- _Written request_:
Count the lines in the records below that contain the string "black", treating uppercase and lowercase letters as different. Reply with only the number.

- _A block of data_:
— start —

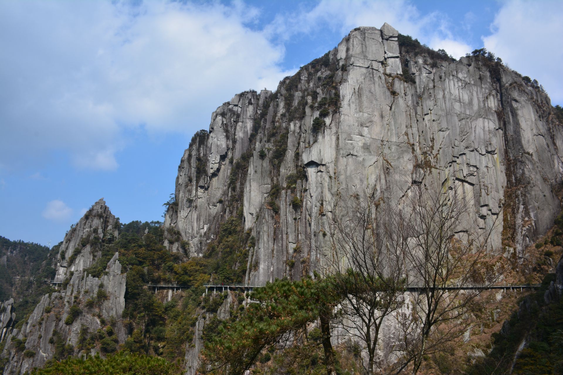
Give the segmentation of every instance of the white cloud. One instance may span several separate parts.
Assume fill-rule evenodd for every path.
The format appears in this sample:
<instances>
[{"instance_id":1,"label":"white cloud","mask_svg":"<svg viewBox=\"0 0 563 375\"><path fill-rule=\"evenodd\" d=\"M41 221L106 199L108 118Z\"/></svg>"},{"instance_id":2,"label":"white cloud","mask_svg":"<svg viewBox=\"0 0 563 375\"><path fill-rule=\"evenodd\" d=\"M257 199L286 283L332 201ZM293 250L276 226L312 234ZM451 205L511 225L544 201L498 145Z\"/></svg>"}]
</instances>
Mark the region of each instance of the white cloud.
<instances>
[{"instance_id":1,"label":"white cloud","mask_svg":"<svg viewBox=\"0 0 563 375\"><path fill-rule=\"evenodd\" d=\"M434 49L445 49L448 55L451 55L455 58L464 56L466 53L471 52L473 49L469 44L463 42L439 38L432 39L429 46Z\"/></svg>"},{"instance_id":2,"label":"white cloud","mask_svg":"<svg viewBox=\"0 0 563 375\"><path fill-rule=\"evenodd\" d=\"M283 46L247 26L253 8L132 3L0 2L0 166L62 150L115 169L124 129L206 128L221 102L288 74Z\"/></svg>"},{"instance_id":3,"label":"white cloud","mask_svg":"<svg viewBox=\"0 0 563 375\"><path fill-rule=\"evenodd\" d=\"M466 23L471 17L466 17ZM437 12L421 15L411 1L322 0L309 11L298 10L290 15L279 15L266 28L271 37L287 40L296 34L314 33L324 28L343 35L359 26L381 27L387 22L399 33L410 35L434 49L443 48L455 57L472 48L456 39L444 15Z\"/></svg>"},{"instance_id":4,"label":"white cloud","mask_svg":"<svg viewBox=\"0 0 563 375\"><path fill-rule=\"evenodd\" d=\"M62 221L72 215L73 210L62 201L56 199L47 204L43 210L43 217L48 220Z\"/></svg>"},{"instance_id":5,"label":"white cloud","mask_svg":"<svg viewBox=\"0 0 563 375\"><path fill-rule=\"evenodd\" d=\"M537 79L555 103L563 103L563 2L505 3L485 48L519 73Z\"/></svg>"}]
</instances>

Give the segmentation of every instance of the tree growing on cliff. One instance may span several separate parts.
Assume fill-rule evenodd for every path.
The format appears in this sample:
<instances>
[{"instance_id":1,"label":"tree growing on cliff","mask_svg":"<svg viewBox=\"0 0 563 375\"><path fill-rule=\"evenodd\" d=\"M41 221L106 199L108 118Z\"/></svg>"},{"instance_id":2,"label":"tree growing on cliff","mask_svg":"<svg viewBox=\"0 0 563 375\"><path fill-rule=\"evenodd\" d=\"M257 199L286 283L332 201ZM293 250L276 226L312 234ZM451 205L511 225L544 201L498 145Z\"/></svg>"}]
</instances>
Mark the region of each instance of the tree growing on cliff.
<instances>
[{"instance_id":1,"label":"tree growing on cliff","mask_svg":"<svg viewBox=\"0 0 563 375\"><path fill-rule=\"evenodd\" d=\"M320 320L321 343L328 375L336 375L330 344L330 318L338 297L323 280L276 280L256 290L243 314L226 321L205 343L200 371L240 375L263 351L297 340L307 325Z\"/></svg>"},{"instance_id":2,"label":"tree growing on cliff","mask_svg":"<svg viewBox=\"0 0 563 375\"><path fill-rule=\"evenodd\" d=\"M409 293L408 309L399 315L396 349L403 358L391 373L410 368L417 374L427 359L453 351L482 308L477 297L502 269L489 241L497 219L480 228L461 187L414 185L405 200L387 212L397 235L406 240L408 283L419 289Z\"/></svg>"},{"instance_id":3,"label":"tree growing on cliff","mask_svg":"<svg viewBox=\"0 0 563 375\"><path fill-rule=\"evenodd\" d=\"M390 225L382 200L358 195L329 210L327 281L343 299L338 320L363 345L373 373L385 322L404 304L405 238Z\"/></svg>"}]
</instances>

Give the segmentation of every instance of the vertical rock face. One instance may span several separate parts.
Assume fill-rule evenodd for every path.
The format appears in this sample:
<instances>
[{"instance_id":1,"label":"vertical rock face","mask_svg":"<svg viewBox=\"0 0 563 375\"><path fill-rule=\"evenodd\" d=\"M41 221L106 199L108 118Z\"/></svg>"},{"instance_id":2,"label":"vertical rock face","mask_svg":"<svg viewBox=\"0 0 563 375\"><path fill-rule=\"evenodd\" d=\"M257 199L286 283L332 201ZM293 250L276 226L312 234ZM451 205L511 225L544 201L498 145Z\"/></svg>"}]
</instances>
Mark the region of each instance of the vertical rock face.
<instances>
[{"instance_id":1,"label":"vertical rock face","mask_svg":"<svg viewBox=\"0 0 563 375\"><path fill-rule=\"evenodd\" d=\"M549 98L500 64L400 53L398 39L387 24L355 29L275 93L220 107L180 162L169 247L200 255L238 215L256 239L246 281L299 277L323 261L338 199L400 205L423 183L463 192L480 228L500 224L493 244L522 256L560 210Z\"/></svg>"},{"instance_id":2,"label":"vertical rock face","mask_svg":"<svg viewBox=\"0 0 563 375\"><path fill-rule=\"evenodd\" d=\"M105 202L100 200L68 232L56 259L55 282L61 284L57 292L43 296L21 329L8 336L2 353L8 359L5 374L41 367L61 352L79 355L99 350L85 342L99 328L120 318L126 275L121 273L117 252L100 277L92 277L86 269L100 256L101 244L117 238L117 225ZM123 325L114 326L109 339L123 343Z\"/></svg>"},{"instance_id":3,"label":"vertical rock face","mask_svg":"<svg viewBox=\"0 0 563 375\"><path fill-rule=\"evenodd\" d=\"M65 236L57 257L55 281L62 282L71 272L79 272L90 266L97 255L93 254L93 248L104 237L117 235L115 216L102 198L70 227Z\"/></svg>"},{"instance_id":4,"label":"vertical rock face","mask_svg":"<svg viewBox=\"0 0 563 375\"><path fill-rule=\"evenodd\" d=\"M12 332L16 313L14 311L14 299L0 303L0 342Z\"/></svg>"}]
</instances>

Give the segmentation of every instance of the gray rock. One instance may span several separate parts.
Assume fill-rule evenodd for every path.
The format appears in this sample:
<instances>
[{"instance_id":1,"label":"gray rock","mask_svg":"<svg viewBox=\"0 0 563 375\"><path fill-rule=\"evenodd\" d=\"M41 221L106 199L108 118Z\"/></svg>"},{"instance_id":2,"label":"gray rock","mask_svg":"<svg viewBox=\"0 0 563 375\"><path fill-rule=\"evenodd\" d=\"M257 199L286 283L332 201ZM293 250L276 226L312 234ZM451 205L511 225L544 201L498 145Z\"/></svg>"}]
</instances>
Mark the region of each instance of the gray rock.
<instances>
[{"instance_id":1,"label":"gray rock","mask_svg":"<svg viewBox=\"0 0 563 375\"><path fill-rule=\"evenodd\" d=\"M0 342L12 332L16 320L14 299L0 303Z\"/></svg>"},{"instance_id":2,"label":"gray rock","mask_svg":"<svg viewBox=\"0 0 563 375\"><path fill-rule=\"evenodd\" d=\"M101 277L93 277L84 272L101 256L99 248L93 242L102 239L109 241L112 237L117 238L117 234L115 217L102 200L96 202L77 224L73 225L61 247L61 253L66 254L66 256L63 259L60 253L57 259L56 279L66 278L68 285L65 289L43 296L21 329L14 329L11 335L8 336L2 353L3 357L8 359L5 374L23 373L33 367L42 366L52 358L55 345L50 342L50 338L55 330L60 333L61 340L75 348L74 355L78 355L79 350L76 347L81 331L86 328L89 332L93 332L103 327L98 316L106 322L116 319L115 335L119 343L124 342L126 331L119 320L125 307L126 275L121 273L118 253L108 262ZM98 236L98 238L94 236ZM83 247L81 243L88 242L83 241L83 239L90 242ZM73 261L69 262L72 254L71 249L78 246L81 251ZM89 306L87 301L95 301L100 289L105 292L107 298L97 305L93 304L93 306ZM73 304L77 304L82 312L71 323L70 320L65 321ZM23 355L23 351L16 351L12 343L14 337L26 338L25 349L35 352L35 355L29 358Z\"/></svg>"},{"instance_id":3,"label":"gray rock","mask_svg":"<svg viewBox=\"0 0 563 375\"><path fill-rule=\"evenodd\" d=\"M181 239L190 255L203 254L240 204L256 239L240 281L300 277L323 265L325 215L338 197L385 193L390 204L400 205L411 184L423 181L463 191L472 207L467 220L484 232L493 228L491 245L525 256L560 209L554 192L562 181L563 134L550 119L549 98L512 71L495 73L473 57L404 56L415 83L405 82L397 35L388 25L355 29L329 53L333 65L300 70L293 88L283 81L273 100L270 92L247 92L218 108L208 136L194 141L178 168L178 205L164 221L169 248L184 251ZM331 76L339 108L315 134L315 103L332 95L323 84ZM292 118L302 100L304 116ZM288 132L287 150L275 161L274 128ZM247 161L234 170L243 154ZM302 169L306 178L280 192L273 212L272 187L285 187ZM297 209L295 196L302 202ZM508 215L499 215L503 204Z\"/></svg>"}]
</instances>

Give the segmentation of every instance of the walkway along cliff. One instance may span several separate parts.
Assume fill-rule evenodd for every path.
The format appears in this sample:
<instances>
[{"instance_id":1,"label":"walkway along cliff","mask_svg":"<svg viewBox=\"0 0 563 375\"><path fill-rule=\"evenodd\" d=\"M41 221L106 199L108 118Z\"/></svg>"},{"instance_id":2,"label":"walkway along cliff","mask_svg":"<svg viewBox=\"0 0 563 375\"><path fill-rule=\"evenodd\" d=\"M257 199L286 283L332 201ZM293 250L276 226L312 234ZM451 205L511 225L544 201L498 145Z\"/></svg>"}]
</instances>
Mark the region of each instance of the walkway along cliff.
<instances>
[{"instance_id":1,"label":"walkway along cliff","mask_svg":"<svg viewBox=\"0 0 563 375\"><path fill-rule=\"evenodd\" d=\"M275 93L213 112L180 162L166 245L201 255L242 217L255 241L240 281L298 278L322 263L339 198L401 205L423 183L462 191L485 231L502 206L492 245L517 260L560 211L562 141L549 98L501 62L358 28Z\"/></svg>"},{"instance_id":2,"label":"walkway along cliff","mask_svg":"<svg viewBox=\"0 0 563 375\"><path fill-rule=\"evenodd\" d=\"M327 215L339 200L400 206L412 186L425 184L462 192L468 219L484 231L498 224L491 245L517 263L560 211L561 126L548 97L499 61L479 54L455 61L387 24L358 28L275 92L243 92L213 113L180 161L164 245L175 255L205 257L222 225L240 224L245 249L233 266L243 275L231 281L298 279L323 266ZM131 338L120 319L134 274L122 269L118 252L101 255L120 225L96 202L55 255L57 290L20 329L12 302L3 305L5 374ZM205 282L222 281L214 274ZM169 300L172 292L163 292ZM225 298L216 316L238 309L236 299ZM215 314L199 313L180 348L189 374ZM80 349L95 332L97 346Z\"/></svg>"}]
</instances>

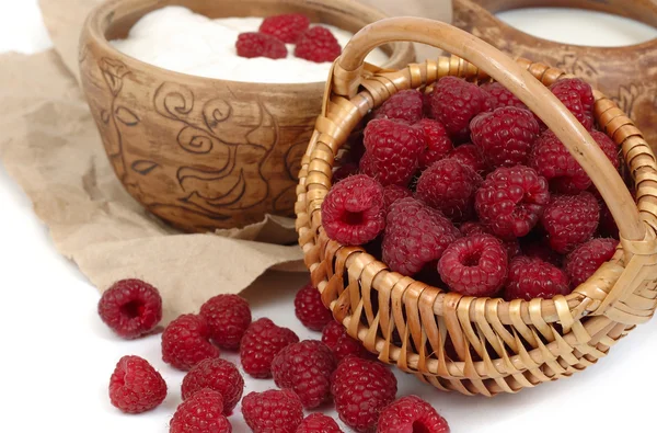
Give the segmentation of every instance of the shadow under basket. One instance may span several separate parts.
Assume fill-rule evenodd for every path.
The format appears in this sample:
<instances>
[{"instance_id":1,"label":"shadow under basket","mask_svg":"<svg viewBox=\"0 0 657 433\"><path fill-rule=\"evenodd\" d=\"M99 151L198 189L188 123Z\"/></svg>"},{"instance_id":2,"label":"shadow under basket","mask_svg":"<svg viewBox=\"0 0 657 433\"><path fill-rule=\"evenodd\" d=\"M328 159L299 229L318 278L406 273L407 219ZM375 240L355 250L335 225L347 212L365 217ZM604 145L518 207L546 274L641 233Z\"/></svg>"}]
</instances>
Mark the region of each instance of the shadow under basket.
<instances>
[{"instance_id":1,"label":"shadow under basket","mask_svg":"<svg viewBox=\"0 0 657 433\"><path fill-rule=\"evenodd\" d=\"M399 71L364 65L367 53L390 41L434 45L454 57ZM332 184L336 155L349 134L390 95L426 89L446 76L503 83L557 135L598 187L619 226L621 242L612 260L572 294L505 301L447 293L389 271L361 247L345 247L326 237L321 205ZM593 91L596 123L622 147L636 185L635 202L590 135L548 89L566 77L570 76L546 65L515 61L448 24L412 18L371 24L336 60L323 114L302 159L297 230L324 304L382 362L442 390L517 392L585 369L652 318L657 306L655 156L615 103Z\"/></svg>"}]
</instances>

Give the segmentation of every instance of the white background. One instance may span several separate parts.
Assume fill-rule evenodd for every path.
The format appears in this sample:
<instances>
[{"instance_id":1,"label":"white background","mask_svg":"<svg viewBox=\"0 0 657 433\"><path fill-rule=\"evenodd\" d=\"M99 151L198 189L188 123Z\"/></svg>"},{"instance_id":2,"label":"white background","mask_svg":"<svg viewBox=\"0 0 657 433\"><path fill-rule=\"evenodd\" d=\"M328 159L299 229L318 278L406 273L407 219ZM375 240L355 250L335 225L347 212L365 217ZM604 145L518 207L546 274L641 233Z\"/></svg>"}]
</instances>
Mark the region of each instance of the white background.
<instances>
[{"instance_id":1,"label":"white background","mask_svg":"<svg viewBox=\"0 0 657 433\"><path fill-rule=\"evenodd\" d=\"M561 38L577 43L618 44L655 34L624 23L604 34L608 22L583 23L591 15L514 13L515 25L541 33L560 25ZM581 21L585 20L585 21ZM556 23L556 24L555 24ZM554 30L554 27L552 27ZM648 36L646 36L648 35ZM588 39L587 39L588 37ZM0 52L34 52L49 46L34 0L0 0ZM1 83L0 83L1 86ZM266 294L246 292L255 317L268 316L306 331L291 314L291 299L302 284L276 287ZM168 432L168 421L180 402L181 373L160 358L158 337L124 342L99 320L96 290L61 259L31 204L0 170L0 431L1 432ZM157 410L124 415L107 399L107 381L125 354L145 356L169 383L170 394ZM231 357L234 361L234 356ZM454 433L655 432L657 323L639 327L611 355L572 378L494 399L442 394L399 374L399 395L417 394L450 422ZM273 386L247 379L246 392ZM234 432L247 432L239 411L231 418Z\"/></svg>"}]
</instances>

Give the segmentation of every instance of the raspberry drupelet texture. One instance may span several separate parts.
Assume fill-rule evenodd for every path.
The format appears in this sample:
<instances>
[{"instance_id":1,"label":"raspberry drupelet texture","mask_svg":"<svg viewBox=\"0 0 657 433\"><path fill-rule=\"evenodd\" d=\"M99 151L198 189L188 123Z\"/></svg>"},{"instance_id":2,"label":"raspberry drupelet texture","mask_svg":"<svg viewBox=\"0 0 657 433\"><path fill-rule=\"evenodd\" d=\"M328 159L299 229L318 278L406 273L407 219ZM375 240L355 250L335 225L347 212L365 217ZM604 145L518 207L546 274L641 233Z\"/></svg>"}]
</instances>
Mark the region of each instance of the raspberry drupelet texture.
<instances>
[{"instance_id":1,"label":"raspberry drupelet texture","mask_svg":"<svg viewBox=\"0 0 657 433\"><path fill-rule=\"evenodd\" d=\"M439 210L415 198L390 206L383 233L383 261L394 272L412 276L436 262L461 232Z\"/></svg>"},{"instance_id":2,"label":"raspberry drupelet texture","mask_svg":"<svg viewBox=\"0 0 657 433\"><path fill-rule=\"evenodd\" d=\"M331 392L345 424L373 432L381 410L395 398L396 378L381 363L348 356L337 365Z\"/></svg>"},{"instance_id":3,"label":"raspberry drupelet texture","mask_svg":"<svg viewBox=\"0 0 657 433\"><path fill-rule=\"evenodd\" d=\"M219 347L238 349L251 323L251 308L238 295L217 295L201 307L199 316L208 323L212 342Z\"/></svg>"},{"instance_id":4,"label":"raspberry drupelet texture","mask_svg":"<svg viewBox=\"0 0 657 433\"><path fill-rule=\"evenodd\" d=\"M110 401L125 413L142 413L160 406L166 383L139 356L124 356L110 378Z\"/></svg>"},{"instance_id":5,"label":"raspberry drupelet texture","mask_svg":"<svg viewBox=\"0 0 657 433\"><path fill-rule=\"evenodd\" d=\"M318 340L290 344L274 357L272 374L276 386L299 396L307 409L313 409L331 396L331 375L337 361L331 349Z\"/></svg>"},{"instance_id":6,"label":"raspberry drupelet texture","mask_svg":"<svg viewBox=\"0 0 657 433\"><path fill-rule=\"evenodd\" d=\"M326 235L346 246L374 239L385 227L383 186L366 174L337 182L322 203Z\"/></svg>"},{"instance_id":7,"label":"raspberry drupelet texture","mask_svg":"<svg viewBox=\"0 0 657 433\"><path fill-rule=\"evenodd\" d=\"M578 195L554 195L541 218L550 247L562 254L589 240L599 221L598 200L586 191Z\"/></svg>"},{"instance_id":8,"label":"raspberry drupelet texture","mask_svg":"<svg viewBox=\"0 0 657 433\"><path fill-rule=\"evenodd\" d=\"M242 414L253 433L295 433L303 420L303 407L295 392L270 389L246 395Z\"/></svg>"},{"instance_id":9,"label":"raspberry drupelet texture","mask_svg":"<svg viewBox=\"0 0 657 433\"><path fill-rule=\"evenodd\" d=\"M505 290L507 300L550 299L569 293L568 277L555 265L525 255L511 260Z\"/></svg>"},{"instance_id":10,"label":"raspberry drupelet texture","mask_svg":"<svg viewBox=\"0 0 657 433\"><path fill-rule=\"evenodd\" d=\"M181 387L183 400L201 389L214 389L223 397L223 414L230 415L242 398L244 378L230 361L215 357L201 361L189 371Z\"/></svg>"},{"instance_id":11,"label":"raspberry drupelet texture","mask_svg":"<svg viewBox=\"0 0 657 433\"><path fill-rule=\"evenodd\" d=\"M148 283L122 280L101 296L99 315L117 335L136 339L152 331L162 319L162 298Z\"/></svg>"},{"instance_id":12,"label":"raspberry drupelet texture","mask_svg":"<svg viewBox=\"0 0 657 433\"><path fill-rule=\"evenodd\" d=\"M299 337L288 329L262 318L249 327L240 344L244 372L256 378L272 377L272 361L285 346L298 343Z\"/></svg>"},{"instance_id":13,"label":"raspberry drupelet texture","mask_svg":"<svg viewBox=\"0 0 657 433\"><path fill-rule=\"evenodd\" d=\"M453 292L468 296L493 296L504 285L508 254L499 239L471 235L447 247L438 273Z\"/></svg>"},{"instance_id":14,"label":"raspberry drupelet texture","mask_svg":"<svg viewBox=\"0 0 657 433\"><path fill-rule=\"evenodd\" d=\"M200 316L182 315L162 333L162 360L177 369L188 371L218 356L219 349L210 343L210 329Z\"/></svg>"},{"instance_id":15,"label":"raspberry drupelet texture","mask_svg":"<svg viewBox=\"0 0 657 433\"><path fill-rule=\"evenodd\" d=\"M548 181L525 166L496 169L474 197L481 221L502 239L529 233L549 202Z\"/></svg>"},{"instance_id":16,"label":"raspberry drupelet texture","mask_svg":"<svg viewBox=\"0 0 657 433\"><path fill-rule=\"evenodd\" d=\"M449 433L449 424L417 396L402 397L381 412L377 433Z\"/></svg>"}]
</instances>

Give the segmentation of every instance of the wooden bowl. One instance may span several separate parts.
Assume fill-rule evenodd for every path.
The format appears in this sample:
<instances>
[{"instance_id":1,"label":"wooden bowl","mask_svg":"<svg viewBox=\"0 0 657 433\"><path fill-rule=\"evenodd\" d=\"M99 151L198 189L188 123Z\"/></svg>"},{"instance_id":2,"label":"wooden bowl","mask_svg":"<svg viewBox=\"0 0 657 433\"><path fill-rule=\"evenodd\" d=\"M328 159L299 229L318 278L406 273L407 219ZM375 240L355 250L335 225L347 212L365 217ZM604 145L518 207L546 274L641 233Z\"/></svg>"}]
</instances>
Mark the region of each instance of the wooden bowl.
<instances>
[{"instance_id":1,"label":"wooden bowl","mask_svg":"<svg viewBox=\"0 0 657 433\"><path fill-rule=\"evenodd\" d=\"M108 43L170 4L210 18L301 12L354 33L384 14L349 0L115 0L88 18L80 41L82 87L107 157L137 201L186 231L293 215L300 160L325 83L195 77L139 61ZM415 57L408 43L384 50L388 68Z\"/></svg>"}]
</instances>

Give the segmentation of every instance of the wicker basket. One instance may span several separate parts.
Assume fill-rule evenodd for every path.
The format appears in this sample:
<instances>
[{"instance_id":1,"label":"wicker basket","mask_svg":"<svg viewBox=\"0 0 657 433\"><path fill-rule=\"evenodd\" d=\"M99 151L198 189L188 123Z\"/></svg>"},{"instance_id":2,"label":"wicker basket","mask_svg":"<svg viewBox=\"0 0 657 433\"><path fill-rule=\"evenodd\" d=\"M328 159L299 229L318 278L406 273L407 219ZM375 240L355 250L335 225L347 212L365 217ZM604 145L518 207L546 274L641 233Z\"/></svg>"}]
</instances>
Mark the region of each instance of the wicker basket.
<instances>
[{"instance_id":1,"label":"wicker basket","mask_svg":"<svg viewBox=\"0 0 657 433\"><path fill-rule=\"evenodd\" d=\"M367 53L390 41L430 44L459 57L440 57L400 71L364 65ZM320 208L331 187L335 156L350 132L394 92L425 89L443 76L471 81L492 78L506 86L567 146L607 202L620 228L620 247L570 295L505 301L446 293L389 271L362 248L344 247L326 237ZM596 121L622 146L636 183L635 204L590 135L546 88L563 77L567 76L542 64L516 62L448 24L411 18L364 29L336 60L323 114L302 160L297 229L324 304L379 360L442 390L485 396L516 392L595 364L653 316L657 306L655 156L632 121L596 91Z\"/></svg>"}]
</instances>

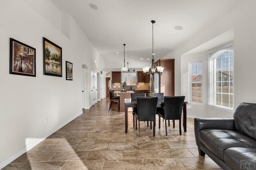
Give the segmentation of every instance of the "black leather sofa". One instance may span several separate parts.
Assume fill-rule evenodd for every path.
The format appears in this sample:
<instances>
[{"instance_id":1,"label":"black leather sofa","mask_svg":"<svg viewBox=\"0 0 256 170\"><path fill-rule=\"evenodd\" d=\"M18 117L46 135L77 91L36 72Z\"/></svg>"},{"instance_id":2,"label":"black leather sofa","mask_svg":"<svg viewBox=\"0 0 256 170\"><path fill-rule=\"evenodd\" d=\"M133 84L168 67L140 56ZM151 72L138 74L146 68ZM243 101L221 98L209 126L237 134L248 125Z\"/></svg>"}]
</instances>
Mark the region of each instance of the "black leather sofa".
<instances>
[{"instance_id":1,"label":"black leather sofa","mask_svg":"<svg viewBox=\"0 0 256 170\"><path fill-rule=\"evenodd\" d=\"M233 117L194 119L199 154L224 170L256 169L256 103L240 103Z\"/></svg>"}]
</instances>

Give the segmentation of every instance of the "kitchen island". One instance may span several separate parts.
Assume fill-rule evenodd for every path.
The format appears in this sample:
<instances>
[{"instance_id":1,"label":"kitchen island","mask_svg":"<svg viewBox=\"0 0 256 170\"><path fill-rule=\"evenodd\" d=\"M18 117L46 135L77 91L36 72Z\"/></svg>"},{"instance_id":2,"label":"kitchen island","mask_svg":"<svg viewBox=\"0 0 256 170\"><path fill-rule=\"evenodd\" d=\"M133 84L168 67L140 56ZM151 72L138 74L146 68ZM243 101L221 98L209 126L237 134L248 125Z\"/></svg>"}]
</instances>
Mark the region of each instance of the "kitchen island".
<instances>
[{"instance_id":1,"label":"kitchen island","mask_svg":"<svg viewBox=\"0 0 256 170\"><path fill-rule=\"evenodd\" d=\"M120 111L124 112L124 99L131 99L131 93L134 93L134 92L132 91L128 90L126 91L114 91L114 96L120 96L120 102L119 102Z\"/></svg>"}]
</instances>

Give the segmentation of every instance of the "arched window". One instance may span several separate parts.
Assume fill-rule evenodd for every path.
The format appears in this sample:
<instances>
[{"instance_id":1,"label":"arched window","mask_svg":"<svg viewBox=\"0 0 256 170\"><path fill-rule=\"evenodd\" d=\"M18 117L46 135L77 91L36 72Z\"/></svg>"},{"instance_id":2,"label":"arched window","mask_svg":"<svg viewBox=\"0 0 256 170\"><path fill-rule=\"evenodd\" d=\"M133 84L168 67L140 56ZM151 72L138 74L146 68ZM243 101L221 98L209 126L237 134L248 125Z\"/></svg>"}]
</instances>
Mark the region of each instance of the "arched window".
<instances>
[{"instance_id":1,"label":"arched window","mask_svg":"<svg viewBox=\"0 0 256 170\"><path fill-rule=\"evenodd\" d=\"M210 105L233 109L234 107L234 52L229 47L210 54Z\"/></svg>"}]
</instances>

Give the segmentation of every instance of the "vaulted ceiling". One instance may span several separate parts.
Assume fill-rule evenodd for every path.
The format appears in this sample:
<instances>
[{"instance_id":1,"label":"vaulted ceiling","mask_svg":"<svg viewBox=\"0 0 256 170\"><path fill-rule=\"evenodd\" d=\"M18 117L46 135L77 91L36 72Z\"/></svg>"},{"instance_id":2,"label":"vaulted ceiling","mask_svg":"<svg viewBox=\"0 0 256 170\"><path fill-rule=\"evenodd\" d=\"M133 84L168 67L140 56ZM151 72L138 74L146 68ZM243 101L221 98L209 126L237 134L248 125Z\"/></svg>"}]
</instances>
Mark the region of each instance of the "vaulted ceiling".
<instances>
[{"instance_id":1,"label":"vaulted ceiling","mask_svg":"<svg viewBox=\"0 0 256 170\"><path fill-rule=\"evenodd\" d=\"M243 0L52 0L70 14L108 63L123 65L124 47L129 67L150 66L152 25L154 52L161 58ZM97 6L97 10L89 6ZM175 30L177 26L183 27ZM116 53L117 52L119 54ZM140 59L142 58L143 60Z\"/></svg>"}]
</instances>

— end —

- _Response to this task_:
4